Provided passage ->
Legacy of Life: Organ Donation
What we do for ourselves dies with us. What we do for others and the world remains and is immortal. - Albert Pine, 1851
How do you want to be remembered after you're gone? Although you may be reluctant to acknowledge your own mortality, try to give it some thought. Chances are, your answer will be something like: "By what I did for others."
Most people are, after all, kind and generous. They want to – and do – help others in all sorts of ways. Volunteering time and talent is a way of life for many Americans, and donating money and goods to those in need is in our nature. But what if you could turn all that goodwill into something more precious than any of these? What if you had the opportunity, literally, to save the life of another human being?
A Gift of Life
The answer, of course, is: you do. Thanks to the wonders of technology and modern medicine, organ transplants save the lives of more than 28,000 people each year. Yet the demand for transplant surgery continues to outpace the supply of transplantable vital organs, and as of April 2008, more than 99,000 Americans are listed as waiting for life-saving organ transplants. Many of them will die waiting.
The healthy organs of one deceased person can save the lives of up to eight people. Even if one or more of the donor's organs are diseased, other organs may be healthy enough for transplant. And tissue donations--skin, blood vessels, muscles, bone marrow, bone and corneas, for example--can improve the quality of life for many, many more.
The Truth About Organ Donation
So why don't more people donate organs when they die? The answer often lies in misinformation and unfounded fears. Following are some of the myths and realities surrounding organ donation.
Myth: Medical staff may not do everything they can to save a patient's life in an emergency if they know the patient is an organ donor.
Reality: In an emergency, all of a medical staff's knowledge, skill and energy are focused on saving the life of the patient. Organ donation isn't considered until after a patient has died and the family has been consulted.
Myth: All people must do to become a donor is to mention their wishes in their will or carry a donor card. No point in disturbing family members with talk about death.

Activities ->
• A. Translate this sentence from the organ donation passage into Spanish: "The healthy organs of one deceased person can save the lives of up to eight people."
• B. Answer these questions from the organ donation passage:
(i) As of April 2008, how many Americans were listed as waiting for life-saving organ transplants?
(ii) When is organ donation considered, according to the reality given for the first myth?
(iii) What year accompanies the Albert Pine quotation?
• C. Quote the stretch of the organ donation passage from "A Gift of Life" through "will die waiting.".
The data that come next have no connection to the organ donation passage.

Exercise data ->
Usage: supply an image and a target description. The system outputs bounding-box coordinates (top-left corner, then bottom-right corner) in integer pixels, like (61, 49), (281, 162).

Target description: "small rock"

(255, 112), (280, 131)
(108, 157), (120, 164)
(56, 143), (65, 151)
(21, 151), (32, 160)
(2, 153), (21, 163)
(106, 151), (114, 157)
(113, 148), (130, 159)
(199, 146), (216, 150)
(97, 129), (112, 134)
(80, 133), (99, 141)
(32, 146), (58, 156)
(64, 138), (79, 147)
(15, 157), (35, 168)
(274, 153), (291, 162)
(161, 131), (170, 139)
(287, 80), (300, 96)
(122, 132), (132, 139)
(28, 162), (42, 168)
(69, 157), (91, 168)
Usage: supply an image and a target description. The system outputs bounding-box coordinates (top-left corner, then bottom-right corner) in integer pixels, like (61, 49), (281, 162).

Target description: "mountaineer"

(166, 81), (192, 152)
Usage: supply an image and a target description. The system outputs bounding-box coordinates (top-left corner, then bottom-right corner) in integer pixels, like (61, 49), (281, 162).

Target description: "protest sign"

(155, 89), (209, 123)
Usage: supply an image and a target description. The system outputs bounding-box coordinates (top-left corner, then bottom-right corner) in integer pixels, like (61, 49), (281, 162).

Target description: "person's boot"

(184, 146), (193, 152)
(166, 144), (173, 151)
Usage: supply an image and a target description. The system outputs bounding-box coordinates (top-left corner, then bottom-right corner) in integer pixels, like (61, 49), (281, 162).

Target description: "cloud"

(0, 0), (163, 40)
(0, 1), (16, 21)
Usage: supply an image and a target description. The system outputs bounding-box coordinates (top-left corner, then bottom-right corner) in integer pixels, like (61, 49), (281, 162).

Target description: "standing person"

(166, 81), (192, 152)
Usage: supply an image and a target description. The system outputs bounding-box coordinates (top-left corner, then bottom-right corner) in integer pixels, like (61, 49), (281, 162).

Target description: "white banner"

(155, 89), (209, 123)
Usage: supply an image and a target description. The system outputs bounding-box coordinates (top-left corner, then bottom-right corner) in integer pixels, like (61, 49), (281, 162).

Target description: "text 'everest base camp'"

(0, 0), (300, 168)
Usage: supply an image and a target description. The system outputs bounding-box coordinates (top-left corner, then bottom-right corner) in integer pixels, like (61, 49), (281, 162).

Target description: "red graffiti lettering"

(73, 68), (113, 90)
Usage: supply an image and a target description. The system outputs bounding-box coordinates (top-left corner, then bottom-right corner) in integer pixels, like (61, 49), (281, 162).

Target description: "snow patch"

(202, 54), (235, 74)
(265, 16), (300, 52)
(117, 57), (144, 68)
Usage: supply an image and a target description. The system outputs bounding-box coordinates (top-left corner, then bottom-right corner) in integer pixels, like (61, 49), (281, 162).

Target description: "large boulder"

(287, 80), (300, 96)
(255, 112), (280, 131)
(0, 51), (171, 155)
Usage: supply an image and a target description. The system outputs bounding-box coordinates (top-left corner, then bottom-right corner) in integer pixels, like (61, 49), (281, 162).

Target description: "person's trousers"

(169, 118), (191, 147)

Answers to each task ->
• A. Los órganos sanos de una persona fallecida pueden salvar la vida de hasta ocho personas.

• B.
(i) More than 99,000.
(ii) Only after a patient has died and the family has been consulted.
(iii) 1851.

• C.
A Gift of Life
The answer, of course, is: you do. Thanks to the wonders of technology and modern medicine, organ transplants save the lives of more than 28,000 people each year. Yet the demand for transplant surgery continues to outpace the supply of transplantable vital organs, and as of April 2008, more than 99,000 Americans are listed as waiting for life-saving organ transplants. Many of them will die waiting.